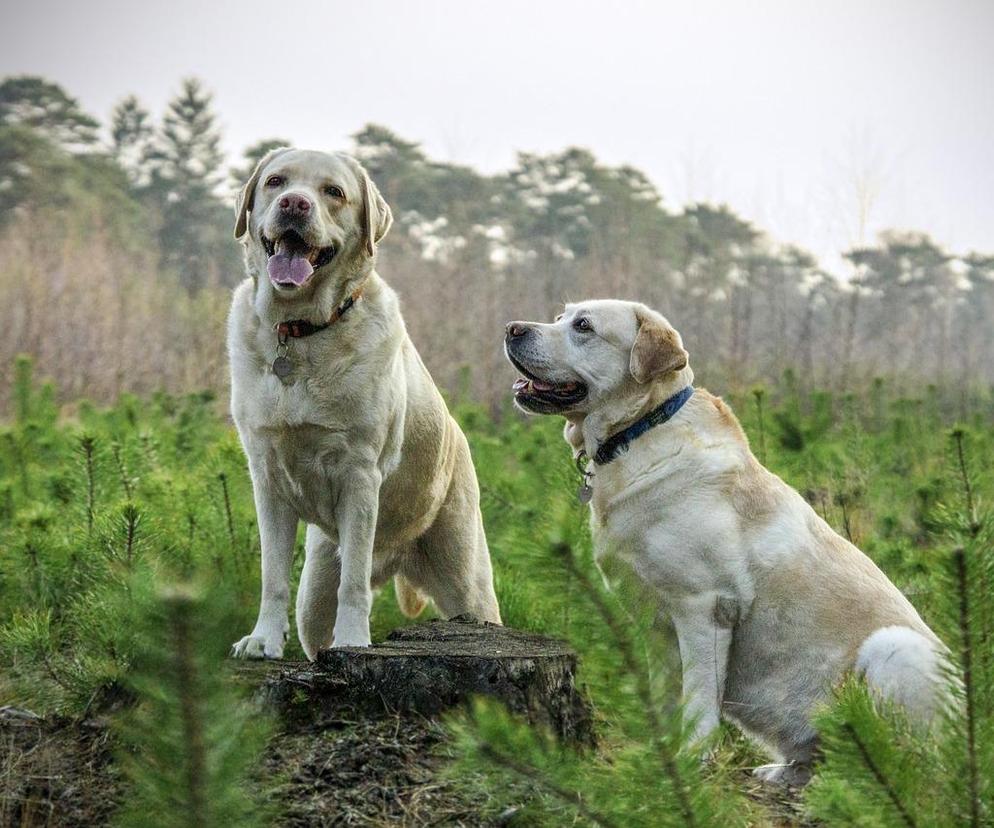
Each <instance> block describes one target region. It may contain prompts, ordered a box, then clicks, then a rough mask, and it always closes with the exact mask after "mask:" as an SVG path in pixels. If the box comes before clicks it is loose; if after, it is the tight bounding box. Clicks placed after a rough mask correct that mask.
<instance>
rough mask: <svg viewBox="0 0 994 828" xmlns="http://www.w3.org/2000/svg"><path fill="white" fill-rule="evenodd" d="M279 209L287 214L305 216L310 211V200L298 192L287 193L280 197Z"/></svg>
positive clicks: (310, 207) (306, 197)
mask: <svg viewBox="0 0 994 828" xmlns="http://www.w3.org/2000/svg"><path fill="white" fill-rule="evenodd" d="M280 210H282V211H283V212H284V213H286V214H287V215H288V216H306V215H307V214H308V213H309V212H310V211H311V201H310V199H309V198H307V197H306V196H302V195H301V194H300V193H287V194H286V195H285V196H283V197H282V198H281V199H280Z"/></svg>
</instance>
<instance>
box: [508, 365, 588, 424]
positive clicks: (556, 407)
mask: <svg viewBox="0 0 994 828" xmlns="http://www.w3.org/2000/svg"><path fill="white" fill-rule="evenodd" d="M508 357H509V358H510V360H511V362H512V363H513V364H514V367H515V368H517V369H518V370H519V371H521V373H522V374H524V376H523V377H519V378H518V379H516V380H515V381H514V385H513V386H511V387H512V389H513V390H514V400H515V402H517V403H518V405H520V406H522V407H524V408H527V409H528V410H529V411H534V412H536V413H539V414H554V413H558V412H560V411H565V410H566V409H568V408H570V407H571V406H574V405H576V404H577V403H578V402H580V401H581V400H583V398H584V397H586V396H587V386H586V385H584V384H583V383H582V382H574V381H570V382H560V383H553V382H548V381H546V380H541V379H539V378H538V377H536V376H535V375H534V374H533V373H531V372H530V371H529V370H528V369H527V368H525V367H524V366H523V365H522V364H521V363H520V362H518V361H517V360H516V359H515V358H514V357H513V356H511V354H508Z"/></svg>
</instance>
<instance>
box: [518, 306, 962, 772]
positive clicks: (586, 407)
mask: <svg viewBox="0 0 994 828" xmlns="http://www.w3.org/2000/svg"><path fill="white" fill-rule="evenodd" d="M581 318H585V319H586V320H588V324H589V326H590V329H591V330H589V331H582V330H578V329H577V327H576V323H577V320H579V319H581ZM512 326H516V327H515V331H514V336H513V339H512V333H511V328H512ZM506 348H507V350H508V352H509V353H510V354H511V355H512V356H513V357H514V359H515V360H516V361H517V362H518V364H519V365H521V366H523V367H524V368H526V369H527V370H528V371H529V373H531V374H532V375H533V377H536V378H538V379H540V380H545V381H550V382H554V383H568V382H580V381H582V382H584V383H585V384H586V385H587V387H588V389H589V391H588V396H587V398H586V399H585V400H583V401H582V402H580V403H577V404H575V405H573V406H572V407H570V408H569V409H568V410H565V411H562V412H560V413H563V414H564V415H565V417H566V420H567V423H566V429H565V436H566V439H567V442H568V443H569V444H570V446H571V447H572V449H573V451H574V453H578V452H579V451H581V450H584V451H586V453H587V455H589V456H591V457H592V456H593V455H594V454H595V452H596V451H597V447H598V445H599V444H600V443H601V442H602V441H604V440H605V438H607V437H608V436H609V435H611V434H614V433H615V432H617V431H619V430H621V429H622V428H624V427H626V426H628V425H630V424H631V423H633V422H634V421H636V420H637V419H639V418H640V417H641V416H642V415H643V414H644V413H645V412H647V411H649V410H651V409H652V408H653V407H655V406H657V405H659V404H660V403H661V402H662V401H664V400H665V399H667V398H668V397H670V396H671V395H673V394H674V393H676V392H677V391H679V390H680V389H681V388H683V387H685V386H686V385H689V384H691V383H692V382H693V372H692V371H691V368H690V366H689V365H688V358H687V353H686V351H685V350H684V349H683V345H682V341H681V339H680V336H679V334H678V333H677V332H676V331H675V330H674V329H673V328H672V327H671V326H670V324H669V323H668V322H667V321H666V319H664V318H663V317H662V316H660V315H659V314H658V313H655V312H654V311H651V310H650V309H649V308H647V307H645V306H644V305H639V304H635V303H631V302H621V301H614V300H604V301H592V302H583V303H580V304H576V305H568V306H567V307H566V311H565V313H564V314H563V315H562V316H561V317H560V318H559V319H558V320H557V321H556V322H554V323H550V324H540V323H533V322H516V323H511V325H510V326H509V334H508V339H507V345H506ZM591 468H592V470H593V473H594V476H593V481H592V486H593V499H592V501H591V504H590V506H591V515H590V518H591V526H592V528H593V533H594V543H595V554H596V557H597V560H598V563H599V565H600V566H601V567H602V570H604V571H605V573H606V574H607V575H608V576H609V577H610V576H612V575H634V576H635V577H636V578H637V580H638V581H640V582H641V583H642V584H643V585H647V586H648V587H650V592H652V593H654V594H655V595H656V596H657V597H658V599H659V600H660V602H661V603H662V606H663V608H664V609H665V610H666V612H667V613H668V615H669V616H670V618H672V621H673V625H674V627H675V631H676V637H677V640H678V642H679V647H680V655H681V660H682V663H683V686H684V700H685V705H686V706H685V715H687V716H689V717H690V719H691V720H692V721H693V723H694V727H695V734H696V737H697V739H698V740H705V739H706V737H708V735H709V734H710V733H711V732H712V731H713V730H714V728H715V727H716V726H717V725H718V721H719V717H721V716H724V717H727V718H728V719H731V720H732V721H735V722H737V723H738V724H739V725H740V726H741V727H742V728H743V729H744V730H746V731H747V732H749V733H751V734H753V735H754V736H756V737H758V738H759V739H760V740H761V741H762V742H763V743H764V744H765V745H766V746H767V747H768V748H769V750H770V751H771V753H772V754H773V756H774V757H775V760H776V763H775V764H773V765H769V766H764V767H763V768H759V769H757V774H758V775H759V776H761V777H762V778H764V779H767V780H770V781H784V782H803V781H806V779H807V777H808V775H809V773H810V770H809V768H810V762H811V758H812V754H813V751H814V749H815V745H816V734H815V731H814V730H813V729H812V726H811V724H810V714H811V711H812V709H813V708H814V707H815V706H816V705H817V704H819V703H821V702H824V701H826V700H827V699H828V697H829V694H830V692H831V689H832V687H833V686H834V685H835V684H836V683H837V682H839V680H840V679H841V678H842V677H843V676H844V675H845V674H846V673H847V671H851V670H856V671H859V672H862V673H864V674H865V675H866V677H867V679H868V680H869V681H870V683H871V685H873V686H874V687H876V688H877V689H878V690H879V691H880V692H881V693H883V694H885V695H887V696H889V697H891V698H894V699H896V700H898V701H899V702H901V703H903V704H905V705H906V706H907V707H908V709H909V711H910V712H911V713H912V714H913V715H915V716H917V717H918V718H920V719H922V720H925V721H927V720H929V719H930V718H931V717H932V715H933V713H934V712H935V710H936V709H937V706H939V705H940V704H942V703H943V700H944V698H945V695H944V692H943V690H942V687H941V685H942V680H941V675H942V661H943V655H942V654H943V652H944V648H943V646H942V645H941V643H940V642H939V641H938V639H937V638H936V636H935V635H934V634H933V633H932V631H931V630H930V629H929V628H928V627H927V626H926V625H925V623H924V622H923V621H922V619H921V618H920V617H919V616H918V613H917V612H916V611H915V609H914V607H912V606H911V604H910V603H909V602H908V600H907V599H906V598H905V597H904V595H902V594H901V592H900V591H899V590H898V589H897V588H896V587H895V586H894V585H893V584H892V583H891V582H890V581H889V580H888V579H887V577H886V576H885V575H884V574H883V573H882V572H881V571H880V570H879V569H878V568H877V567H876V566H875V565H874V564H873V562H872V561H871V560H870V559H869V558H867V557H866V556H865V555H864V554H863V553H862V552H860V550H859V549H857V548H856V547H855V546H853V545H852V544H851V543H849V542H848V541H846V540H845V539H843V538H842V537H840V536H839V535H837V534H836V533H835V532H834V531H833V530H832V529H831V528H830V527H829V526H828V525H827V524H826V523H825V521H823V520H822V519H821V518H820V517H819V516H818V515H817V514H816V513H815V512H814V510H813V509H812V508H811V507H810V506H809V505H808V504H807V502H805V500H804V499H803V498H802V497H801V496H800V495H799V494H798V493H797V492H796V491H794V489H792V488H791V487H790V486H788V485H787V484H786V483H784V482H783V480H781V479H780V478H779V477H777V476H776V475H775V474H773V473H771V472H769V471H768V470H767V469H765V468H764V467H763V466H762V465H761V464H760V463H759V462H758V461H757V460H756V458H755V457H754V456H753V454H752V452H751V451H750V449H749V443H748V441H747V439H746V437H745V435H744V434H743V432H742V429H741V428H740V426H739V423H738V421H737V420H736V418H735V416H734V415H733V414H732V412H731V410H730V409H729V408H728V406H727V405H725V404H724V403H723V402H722V401H721V399H719V398H717V397H715V396H713V395H711V394H709V393H708V392H707V391H704V390H702V389H698V390H697V391H696V392H695V393H694V395H693V396H692V397H691V398H690V400H689V401H688V402H687V403H686V405H684V407H683V408H681V409H680V411H679V412H678V413H677V414H676V416H675V417H674V418H673V419H672V420H670V421H669V422H667V423H664V424H662V425H660V426H657V427H656V428H653V429H651V430H650V431H649V432H647V433H646V434H645V435H643V436H642V437H640V438H639V439H637V440H636V441H635V442H634V443H632V444H631V447H630V450H629V451H627V452H626V453H623V454H621V455H619V456H618V458H617V459H616V460H614V461H613V462H611V463H609V464H607V465H596V466H592V467H591Z"/></svg>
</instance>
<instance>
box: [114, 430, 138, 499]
mask: <svg viewBox="0 0 994 828" xmlns="http://www.w3.org/2000/svg"><path fill="white" fill-rule="evenodd" d="M111 451H112V452H113V453H114V462H115V463H117V473H118V475H120V477H121V485H122V486H123V487H124V495H125V497H127V499H128V500H134V499H135V494H134V490H133V489H132V487H131V480H130V479H129V478H128V469H127V467H126V466H125V465H124V458H123V457H121V444H120V443H118V442H116V441H115V442H114V443H112V444H111Z"/></svg>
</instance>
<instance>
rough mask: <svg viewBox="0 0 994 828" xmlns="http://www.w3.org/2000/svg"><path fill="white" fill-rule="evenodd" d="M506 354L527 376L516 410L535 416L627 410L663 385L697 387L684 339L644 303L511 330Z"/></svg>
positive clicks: (593, 303)
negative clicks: (628, 405) (671, 385)
mask: <svg viewBox="0 0 994 828" xmlns="http://www.w3.org/2000/svg"><path fill="white" fill-rule="evenodd" d="M504 352H505V353H506V354H507V358H508V359H509V360H510V361H511V363H512V364H513V365H514V366H515V367H516V368H517V369H518V370H519V371H521V373H522V374H523V375H524V376H523V377H522V378H521V379H519V380H518V381H517V382H515V383H514V401H515V403H516V404H517V405H518V406H519V407H521V408H522V409H524V410H525V411H529V412H532V413H536V414H564V415H566V416H567V417H570V416H582V415H584V414H587V413H589V412H591V411H594V410H597V409H601V408H604V407H606V406H610V405H612V404H618V405H620V406H622V407H624V405H625V403H626V402H628V401H632V400H641V399H644V398H646V397H647V396H648V394H647V391H649V390H650V388H653V387H655V386H656V385H666V386H667V387H668V386H670V385H673V386H676V385H679V386H680V387H681V388H682V387H683V386H684V385H687V384H688V383H689V382H691V381H692V380H693V375H692V374H691V373H690V368H689V367H688V364H687V352H686V351H685V350H684V348H683V342H682V340H681V339H680V334H679V333H677V332H676V330H675V329H674V328H673V326H672V325H670V323H669V322H667V321H666V319H665V318H664V317H663V316H662V315H660V314H658V313H656V312H655V311H653V310H650V309H649V308H647V307H646V306H645V305H641V304H639V303H637V302H622V301H619V300H615V299H604V300H598V301H590V302H581V303H579V304H576V305H567V306H566V309H565V311H563V313H561V314H560V315H559V316H557V317H556V319H555V321H553V322H510V323H508V325H507V329H506V332H505V335H504ZM674 390H679V389H677V388H674Z"/></svg>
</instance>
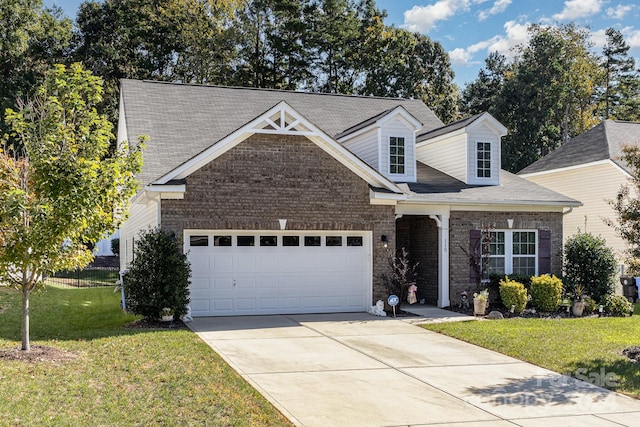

——

__Requirement__. Would you please copy exactly the part of the entries above that begins at the line containing "354L527 376L516 410L535" and ends at the line containing "positive clicks: (593, 303)", both lines included?

__Solution to the problem__.
rough mask: <svg viewBox="0 0 994 828" xmlns="http://www.w3.org/2000/svg"><path fill="white" fill-rule="evenodd" d="M506 354L527 376L516 410L535 416L627 410L663 385L697 387L684 339L644 303L511 330Z"/></svg>
positive clicks: (593, 303)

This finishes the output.